» TASK INSTRUCTIONS: Lines before the one containing "Please put a point on the black" are excluded; reproduce that line and all lines after it in the entries below, exactly.

» THE INPUT:
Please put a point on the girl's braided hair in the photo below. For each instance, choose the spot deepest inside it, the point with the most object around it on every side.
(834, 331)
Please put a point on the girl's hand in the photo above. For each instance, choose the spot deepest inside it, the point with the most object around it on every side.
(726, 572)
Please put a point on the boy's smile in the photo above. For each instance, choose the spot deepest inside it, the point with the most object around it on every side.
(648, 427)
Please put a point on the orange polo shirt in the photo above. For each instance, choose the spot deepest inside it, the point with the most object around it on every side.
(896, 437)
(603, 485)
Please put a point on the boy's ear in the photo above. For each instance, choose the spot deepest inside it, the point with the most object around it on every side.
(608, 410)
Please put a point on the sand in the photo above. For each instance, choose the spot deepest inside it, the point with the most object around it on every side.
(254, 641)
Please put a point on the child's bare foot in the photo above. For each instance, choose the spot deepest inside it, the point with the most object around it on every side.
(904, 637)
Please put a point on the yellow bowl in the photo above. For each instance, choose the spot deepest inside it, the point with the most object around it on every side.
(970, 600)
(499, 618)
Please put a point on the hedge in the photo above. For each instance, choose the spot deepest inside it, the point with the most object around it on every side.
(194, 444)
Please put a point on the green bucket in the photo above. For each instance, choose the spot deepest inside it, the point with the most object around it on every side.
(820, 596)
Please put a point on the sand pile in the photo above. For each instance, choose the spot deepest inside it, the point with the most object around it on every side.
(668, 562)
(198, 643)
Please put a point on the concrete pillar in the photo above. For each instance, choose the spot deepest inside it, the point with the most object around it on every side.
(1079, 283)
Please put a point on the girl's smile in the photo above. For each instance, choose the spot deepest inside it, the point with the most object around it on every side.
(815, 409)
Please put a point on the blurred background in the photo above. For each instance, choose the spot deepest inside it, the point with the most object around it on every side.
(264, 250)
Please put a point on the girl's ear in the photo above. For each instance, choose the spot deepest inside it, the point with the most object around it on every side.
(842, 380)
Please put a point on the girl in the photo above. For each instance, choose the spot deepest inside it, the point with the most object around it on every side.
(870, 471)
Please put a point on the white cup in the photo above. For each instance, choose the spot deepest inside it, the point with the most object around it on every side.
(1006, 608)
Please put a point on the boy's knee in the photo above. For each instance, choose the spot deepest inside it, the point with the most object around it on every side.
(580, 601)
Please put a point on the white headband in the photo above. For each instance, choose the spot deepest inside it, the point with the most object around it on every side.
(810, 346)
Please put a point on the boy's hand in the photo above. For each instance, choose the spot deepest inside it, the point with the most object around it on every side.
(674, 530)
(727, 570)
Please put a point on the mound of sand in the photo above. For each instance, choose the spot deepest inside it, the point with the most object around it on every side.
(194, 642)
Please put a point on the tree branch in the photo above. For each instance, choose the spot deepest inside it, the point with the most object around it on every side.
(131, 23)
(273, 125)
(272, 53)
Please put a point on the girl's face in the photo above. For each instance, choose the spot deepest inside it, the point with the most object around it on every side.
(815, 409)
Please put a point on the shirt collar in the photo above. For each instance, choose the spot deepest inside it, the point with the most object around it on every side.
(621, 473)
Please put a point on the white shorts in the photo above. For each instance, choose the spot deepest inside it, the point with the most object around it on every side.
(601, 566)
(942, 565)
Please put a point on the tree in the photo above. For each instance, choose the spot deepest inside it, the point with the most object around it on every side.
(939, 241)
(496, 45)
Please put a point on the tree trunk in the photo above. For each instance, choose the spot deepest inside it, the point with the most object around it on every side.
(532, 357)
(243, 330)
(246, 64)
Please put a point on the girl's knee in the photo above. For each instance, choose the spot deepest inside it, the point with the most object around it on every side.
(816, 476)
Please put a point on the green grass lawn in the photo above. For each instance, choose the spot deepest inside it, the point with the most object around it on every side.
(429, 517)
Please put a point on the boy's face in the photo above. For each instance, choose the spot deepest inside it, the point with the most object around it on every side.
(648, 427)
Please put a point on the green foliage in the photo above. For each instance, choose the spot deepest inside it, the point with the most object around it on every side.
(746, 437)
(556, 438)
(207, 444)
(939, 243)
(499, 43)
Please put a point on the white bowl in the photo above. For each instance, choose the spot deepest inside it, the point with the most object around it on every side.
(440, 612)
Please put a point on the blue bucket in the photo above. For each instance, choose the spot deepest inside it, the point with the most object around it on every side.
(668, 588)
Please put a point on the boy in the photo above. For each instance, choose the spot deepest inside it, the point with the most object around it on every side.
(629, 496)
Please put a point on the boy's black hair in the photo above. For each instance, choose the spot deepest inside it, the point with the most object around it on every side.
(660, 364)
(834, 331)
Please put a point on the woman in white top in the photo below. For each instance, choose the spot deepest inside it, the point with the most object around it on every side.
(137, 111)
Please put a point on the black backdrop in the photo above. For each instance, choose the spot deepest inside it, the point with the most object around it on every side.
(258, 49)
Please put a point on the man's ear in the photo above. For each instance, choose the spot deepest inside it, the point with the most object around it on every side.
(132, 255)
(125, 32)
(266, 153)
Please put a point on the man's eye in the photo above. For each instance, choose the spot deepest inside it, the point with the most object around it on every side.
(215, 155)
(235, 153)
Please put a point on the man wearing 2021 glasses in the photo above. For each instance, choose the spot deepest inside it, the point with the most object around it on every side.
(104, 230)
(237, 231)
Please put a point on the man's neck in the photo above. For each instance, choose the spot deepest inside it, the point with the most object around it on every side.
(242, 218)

» EXERCISE RESULT:
Please put a point on the black backdrop in the photo above. For each instance, choose the spot deepest inside it, the point with the most object around it on every side.
(258, 49)
Please put a point on the man's ear in the photo above. For each instance, choose the spot deepest inside it, the point with the most object around it on every side.
(132, 255)
(125, 32)
(266, 153)
Please put a point on the man's eye in the photo above. For each instance, choose the spot deepest inside it, the point with the most object around it on every side.
(215, 155)
(235, 153)
Please put a point on the man wearing 2021 glasses in the photo above. For each instance, choose the spot deepest inside it, the point with the most object around it on every side.
(104, 230)
(237, 231)
Please put a point on the man's neck in the photo above. For each instance, choose the spot deepest inside it, the point with the most object around it on every side.
(242, 218)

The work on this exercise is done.